_Consigne écrite A_
Traduisez en anglais cette phrase du texte sur le contrôle judiciaire : « L’énoncé a indûment simplifié les événements qui ont donné lieu à l’imposition de l’impôt sur les cotisations excédentaires et, à lui seul, il ne constitue pas une explication adéquate du refus du ministre. »
_Consigne écrite B_
Reprenez le texte sur le contrôle judiciaire après sa dernière phrase et poursuivez-le, s'il vous plaît.

La demande de contrôle judiciaire est accueillie, parce que la décision présente des lacunes sur les plans de l’analyse et de la justification. Le délégué du ministre a omis d’évaluer raisonnablement les éléments de preuve versés au dossier et les observations présentées par M. Sangha dans sa demande de renonciation aux conditions énoncées dans la Loi de l’impôt sur le revenu, LRC 1985, c 1 (5suppl.) (la LIR) nécessaires à l’exercice du pouvoir discrétionnaire du ministre. L’examen approfondi de la demande par le délégué s’est limité à un énoncé superficiel selon lequel M. Sangha a fait une série de cotisations excédentaires malgré la mise en garde qu’il avait reçue au sujet du statut de son CÉLI. L’énoncé a indûment simplifié les événements qui ont donné lieu à l’imposition de l’impôt sur les cotisations excédentaires et, à lui seul, il ne constitue pas une explication adéquate du refus du ministre.

_Extraits de données_
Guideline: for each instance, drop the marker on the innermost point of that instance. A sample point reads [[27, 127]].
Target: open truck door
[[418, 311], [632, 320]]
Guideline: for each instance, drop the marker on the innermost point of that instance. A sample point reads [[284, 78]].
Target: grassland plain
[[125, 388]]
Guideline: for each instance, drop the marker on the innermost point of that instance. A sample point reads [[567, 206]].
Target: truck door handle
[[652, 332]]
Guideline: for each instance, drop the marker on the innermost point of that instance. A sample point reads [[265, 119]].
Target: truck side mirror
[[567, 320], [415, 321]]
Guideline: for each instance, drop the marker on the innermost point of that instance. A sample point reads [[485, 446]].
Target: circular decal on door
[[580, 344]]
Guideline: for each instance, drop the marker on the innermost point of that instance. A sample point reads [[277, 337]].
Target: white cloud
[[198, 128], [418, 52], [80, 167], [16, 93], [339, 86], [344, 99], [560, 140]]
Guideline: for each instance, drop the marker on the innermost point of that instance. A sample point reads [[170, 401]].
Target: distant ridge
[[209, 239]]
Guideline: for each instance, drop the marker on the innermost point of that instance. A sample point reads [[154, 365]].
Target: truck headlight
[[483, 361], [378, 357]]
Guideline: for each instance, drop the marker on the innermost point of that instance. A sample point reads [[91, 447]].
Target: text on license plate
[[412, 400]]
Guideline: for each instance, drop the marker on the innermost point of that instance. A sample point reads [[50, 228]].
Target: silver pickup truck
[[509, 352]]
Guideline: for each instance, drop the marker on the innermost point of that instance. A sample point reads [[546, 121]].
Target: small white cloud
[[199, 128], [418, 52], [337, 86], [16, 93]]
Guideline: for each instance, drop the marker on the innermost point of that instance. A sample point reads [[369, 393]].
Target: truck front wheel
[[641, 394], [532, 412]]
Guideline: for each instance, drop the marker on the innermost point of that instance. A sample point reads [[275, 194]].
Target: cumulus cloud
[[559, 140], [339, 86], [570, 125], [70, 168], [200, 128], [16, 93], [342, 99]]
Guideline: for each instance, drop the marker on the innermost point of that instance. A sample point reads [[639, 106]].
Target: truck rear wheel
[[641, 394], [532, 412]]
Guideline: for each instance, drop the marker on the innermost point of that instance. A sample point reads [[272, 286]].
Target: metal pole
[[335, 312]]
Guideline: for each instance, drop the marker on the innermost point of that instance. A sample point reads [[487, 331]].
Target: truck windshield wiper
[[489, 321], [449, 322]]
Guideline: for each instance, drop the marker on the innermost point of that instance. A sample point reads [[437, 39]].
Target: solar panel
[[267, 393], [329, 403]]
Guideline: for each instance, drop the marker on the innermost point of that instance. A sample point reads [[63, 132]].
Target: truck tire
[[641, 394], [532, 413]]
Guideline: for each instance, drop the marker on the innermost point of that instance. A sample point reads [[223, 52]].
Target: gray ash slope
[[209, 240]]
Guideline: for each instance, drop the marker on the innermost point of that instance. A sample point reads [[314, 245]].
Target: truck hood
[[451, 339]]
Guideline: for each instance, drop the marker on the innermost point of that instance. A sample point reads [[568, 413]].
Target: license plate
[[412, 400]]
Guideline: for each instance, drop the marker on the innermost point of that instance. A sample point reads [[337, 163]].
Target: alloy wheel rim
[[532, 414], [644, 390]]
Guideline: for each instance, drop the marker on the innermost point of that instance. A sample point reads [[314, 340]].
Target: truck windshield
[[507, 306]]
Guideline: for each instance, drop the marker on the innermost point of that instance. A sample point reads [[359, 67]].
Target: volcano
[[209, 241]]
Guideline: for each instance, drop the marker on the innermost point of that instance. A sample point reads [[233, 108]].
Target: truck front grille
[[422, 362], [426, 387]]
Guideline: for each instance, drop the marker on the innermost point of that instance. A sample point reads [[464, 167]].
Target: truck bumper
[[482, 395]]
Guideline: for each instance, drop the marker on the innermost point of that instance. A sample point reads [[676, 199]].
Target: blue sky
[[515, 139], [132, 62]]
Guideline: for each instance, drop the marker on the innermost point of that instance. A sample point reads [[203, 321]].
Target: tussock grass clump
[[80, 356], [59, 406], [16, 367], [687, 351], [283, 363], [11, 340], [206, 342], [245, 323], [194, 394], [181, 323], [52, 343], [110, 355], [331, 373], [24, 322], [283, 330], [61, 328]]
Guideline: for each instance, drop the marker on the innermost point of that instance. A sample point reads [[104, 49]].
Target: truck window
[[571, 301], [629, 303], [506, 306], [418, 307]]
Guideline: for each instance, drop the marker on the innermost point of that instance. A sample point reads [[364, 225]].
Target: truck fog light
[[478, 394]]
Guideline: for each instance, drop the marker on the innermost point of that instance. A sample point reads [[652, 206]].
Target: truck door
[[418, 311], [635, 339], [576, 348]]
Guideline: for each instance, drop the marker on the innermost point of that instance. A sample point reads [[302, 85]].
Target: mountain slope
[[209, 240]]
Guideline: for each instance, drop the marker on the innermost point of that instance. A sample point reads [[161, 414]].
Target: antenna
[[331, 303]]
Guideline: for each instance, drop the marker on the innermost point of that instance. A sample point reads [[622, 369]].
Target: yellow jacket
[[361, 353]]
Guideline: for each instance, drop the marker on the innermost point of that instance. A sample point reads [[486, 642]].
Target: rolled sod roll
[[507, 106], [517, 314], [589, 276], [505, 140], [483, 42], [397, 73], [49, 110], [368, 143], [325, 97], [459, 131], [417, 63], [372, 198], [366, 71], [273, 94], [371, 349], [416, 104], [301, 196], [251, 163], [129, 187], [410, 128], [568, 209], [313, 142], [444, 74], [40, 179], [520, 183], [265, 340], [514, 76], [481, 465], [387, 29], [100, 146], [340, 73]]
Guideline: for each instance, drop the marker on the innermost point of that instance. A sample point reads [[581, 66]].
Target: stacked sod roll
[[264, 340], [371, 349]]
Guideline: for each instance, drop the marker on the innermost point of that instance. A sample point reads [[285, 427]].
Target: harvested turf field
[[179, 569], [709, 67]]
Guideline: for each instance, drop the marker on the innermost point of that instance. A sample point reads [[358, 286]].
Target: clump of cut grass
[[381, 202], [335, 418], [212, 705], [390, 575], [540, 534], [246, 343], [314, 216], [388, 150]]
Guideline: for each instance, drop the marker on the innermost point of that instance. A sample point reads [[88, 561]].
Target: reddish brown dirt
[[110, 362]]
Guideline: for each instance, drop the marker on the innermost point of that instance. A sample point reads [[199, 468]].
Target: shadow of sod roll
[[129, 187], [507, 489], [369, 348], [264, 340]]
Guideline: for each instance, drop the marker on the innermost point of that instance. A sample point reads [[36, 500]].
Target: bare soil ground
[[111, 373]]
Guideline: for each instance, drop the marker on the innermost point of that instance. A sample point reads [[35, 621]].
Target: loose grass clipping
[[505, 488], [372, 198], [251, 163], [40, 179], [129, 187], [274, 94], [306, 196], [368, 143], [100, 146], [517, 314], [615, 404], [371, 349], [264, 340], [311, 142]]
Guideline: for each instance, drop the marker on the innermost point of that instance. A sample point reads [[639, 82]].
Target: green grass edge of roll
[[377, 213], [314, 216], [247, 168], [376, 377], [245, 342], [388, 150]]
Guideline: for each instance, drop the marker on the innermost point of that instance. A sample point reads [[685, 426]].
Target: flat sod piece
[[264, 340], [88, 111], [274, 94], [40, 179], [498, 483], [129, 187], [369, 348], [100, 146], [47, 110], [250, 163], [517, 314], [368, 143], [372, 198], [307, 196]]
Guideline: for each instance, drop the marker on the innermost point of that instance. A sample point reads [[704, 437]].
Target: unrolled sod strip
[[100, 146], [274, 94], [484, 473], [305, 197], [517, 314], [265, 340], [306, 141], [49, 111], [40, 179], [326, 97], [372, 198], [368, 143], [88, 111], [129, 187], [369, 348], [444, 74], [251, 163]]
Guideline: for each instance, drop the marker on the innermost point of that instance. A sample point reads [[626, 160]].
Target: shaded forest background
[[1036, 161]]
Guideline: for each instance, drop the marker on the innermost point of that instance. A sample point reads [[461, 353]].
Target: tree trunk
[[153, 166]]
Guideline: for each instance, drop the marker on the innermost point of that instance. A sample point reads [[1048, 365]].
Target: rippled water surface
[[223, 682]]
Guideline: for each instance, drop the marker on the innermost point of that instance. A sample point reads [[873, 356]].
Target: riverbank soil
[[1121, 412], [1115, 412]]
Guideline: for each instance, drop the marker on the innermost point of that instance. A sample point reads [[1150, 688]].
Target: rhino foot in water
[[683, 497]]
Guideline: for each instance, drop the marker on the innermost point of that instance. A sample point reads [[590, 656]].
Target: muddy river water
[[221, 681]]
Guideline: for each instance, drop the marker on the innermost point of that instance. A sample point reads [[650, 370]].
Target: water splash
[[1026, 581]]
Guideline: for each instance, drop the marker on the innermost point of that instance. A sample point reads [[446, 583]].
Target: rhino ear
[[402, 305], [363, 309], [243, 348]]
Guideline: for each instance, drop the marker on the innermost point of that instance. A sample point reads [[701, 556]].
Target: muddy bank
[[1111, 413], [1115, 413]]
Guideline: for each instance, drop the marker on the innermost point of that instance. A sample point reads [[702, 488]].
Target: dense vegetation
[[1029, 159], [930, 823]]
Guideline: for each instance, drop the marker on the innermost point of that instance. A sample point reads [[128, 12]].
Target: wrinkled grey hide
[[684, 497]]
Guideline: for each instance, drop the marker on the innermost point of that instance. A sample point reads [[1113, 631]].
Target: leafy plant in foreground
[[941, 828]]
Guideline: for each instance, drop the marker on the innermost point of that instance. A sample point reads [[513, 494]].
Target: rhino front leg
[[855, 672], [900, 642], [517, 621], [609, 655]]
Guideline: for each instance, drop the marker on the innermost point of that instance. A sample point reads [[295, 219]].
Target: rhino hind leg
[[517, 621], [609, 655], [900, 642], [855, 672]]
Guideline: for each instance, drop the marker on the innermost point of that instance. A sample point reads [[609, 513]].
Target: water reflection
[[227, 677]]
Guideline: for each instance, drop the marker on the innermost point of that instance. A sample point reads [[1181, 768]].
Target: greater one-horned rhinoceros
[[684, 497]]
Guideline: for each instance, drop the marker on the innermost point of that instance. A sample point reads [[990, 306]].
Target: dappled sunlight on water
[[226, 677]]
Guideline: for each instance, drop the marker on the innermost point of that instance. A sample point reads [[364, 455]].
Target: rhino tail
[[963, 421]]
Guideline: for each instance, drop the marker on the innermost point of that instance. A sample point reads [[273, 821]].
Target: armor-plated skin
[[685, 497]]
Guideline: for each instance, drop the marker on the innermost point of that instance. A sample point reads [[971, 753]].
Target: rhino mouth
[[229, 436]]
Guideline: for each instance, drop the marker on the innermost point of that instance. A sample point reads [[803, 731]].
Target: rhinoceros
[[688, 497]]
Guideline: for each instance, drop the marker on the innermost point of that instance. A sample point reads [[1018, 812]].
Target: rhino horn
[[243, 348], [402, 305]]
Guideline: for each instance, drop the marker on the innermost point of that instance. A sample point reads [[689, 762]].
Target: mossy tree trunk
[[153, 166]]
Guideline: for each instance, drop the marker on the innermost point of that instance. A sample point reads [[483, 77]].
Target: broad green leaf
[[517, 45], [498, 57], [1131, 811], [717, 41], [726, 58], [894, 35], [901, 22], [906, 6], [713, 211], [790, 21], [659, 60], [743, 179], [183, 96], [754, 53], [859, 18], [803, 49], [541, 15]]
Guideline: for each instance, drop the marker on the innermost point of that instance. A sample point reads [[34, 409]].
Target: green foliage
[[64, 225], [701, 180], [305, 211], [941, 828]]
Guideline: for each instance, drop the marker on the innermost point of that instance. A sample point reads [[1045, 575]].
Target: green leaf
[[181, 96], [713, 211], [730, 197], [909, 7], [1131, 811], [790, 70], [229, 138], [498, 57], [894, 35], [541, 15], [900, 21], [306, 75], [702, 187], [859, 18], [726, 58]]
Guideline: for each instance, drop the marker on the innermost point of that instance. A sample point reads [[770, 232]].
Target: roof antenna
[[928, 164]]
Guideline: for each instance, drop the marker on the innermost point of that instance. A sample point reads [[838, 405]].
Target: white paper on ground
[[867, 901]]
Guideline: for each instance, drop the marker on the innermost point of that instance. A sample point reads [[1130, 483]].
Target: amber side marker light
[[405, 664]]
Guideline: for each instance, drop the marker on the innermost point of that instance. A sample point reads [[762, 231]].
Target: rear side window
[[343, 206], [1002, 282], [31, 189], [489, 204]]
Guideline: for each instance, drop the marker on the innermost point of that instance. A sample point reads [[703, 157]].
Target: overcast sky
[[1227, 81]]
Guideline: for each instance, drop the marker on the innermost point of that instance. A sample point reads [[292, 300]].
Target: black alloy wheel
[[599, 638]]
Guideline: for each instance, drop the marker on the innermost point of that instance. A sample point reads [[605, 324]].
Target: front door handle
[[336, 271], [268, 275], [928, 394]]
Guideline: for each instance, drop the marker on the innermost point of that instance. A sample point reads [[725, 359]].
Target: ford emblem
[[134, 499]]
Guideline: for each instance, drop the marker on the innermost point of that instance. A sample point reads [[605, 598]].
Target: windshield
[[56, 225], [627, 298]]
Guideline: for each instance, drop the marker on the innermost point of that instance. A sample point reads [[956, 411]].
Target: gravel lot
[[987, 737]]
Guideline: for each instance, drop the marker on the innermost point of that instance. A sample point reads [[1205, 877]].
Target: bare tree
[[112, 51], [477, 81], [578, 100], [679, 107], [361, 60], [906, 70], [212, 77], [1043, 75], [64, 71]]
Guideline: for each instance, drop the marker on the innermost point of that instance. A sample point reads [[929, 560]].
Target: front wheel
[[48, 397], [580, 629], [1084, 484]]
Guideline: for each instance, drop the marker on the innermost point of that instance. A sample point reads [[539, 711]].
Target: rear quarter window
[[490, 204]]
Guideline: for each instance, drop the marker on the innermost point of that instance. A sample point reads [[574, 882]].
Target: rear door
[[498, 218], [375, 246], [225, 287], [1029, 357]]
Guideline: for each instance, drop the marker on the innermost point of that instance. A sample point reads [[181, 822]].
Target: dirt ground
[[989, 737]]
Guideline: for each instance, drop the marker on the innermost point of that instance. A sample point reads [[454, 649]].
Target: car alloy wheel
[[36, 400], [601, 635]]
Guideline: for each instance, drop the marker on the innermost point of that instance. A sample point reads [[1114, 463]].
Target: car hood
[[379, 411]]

_Réponse à l'exercice A_
The statement unduly simplified the events that gave rise to the imposition of tax on the excess contributions and, on its own, it does not constitute an adequate explanation of the Minister's refusal.

_Réponse à l'exercice B_
[Non souligné dans l’original.]

[20] Mme Ifi soutient que les faits dans la décision Sangha ressemblent beaucoup aux faits de l’espèce et souligne que les paragraphes‑clés de la décision du délégué dans la décision Sangha sont presque identiques aux paragraphes clés de la seconde décision.

[21] Je conviens avec Mme Ifi que le rejet par le délégué de sa demande de renonciation était déraisonnable. Bien que les motifs écrits donnés par un organisme administratif ne doivent pas être jugés au regard d’une norme de perfection, la cour de révision doit être en mesure de suivre le raisonnement du décideur sans buter sur une faille décisive dans la logique globale : arrêt Vavilov, aux paras 91 et 102. Je ne suis pas en mesure d’en dire autant concernant l’espèce. À mon avis, les motifs avancés ne comportent aucun mode d’analyse qui pourrait raisonnablement amener le décideur, au vu de la preuve, à la conclusion définitive qu’il a tirée : arrêt Vavilov, au para 102.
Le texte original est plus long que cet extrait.